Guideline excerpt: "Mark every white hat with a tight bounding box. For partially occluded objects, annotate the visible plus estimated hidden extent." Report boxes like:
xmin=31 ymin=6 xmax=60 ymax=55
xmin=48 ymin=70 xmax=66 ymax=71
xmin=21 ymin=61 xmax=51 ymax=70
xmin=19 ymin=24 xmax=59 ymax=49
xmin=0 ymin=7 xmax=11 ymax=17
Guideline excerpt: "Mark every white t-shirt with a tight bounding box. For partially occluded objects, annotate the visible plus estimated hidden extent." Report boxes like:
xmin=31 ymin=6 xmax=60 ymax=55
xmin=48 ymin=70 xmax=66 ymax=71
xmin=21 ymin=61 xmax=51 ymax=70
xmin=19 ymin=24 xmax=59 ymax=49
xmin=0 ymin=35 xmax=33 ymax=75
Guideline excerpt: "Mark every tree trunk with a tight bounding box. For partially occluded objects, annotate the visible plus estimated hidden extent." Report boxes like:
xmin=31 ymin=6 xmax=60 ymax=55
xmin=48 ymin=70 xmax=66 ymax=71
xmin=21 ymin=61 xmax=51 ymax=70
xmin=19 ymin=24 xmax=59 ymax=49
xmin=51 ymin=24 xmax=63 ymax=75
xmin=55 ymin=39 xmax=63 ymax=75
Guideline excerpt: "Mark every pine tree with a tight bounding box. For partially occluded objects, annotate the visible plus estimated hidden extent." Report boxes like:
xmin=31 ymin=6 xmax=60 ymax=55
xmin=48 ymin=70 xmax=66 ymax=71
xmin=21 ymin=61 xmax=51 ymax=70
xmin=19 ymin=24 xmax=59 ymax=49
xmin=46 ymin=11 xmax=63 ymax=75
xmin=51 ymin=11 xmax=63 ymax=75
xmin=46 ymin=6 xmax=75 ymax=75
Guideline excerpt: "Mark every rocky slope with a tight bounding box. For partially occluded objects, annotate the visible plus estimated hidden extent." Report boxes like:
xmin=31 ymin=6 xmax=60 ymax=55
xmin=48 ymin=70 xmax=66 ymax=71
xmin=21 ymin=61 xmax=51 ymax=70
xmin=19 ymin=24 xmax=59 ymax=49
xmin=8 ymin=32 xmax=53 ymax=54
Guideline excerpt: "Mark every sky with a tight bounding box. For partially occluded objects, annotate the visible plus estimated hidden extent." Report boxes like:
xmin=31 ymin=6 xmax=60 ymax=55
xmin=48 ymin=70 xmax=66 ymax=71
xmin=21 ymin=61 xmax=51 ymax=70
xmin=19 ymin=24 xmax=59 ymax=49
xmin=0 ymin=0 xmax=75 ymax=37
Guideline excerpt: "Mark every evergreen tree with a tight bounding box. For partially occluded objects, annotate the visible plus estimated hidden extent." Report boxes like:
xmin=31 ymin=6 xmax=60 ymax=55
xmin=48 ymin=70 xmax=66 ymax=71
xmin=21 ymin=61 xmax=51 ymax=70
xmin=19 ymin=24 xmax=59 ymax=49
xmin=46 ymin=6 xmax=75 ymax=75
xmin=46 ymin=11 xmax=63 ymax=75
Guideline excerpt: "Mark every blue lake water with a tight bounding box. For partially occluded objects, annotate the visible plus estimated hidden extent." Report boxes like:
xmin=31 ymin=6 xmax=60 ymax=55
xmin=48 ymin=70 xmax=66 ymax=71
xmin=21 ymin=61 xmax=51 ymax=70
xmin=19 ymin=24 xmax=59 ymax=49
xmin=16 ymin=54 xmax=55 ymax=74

------------------------------------------------

Work to complete ▸
Whenever the string "tree" turns up in a line of the data, copy that line.

Exercise answer ▸
Guideline excerpt: "Mark every tree trunk with a tight bounding box. For partially occluded objects, annotate the visible plus estimated hidden extent." Report boxes like:
Guideline excerpt: "Mark every pine tree with a tight bounding box. For partially occluded objects, annotate the visible plus estimated hidden extent." Report boxes like:
Guideline excerpt: "Mark every evergreen tree with a tight bounding box. For partially occluded objects, annotate the visible plus estimated hidden extent." Report boxes like:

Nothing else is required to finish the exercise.